TEXTAUSZUG:

In Simulink werden die o. g. Gleichungen verwendet, um die in der Funktionsstruktur genannten Blöcke mit Leben zu füllen. Das Simulink liegt hier: Datei:Fahrzeugmodell2017a.zip.


Abb. 4 zeigt die Subkomponente zur Berechnung der Gierrate, aus der mittels Integration (1) der Gierwinkel berechnet wird.

Abb. 4: Simulink-Modell zur Bestimmung der Gierrate und körperfesten Geschwindigkeit in den Punkten M und D

Dies ist der Winkel zwischen den x-Achsen der Koordinatensysteme I und K. Die Parameter in blau (4) werden den beiden Blöcken (3) und (4) zur Verfügung gestellt, worin die Geschwindigkeit in K-Koordinaten in den Punkten M und D bestimmt wird.


Diese beiden körperfesten Geschwindigkeiten werden in der nächsten Subkomponente aufgegriffen, siehe Abb. 5.

DATEN:
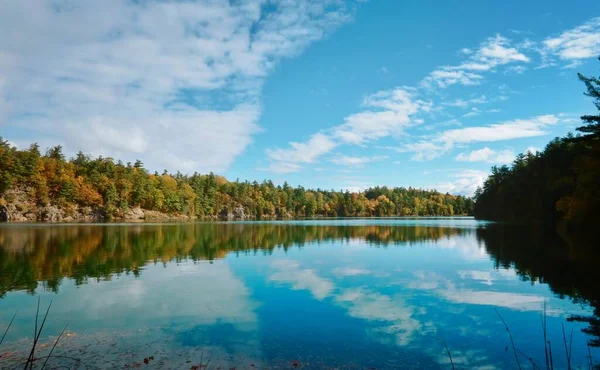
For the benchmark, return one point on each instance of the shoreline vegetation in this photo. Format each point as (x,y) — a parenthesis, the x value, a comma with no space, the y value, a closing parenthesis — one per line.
(558,185)
(48,187)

WORUM ES GEHT: Schreiben Sie den Textauszug zum Simulink-Fahrzeugmodell genau ab, beginnend bei „Abb. 4 zeigt“ und endend bei „siehe Abb. 5.“.

LÖSUNG:
Abb. 4 zeigt die Subkomponente zur Berechnung der Gierrate, aus der mittels Integration (1) der Gierwinkel berechnet wird.

Abb. 4: Simulink-Modell zur Bestimmung der Gierrate und körperfesten Geschwindigkeit in den Punkten M und D

Dies ist der Winkel zwischen den x-Achsen der Koordinatensysteme I und K. Die Parameter in blau (4) werden den beiden Blöcken (3) und (4) zur Verfügung gestellt, worin die Geschwindigkeit in K-Koordinaten in den Punkten M und D bestimmt wird.


Diese beiden körperfesten Geschwindigkeiten werden in der nächsten Subkomponente aufgegriffen, siehe Abb. 5.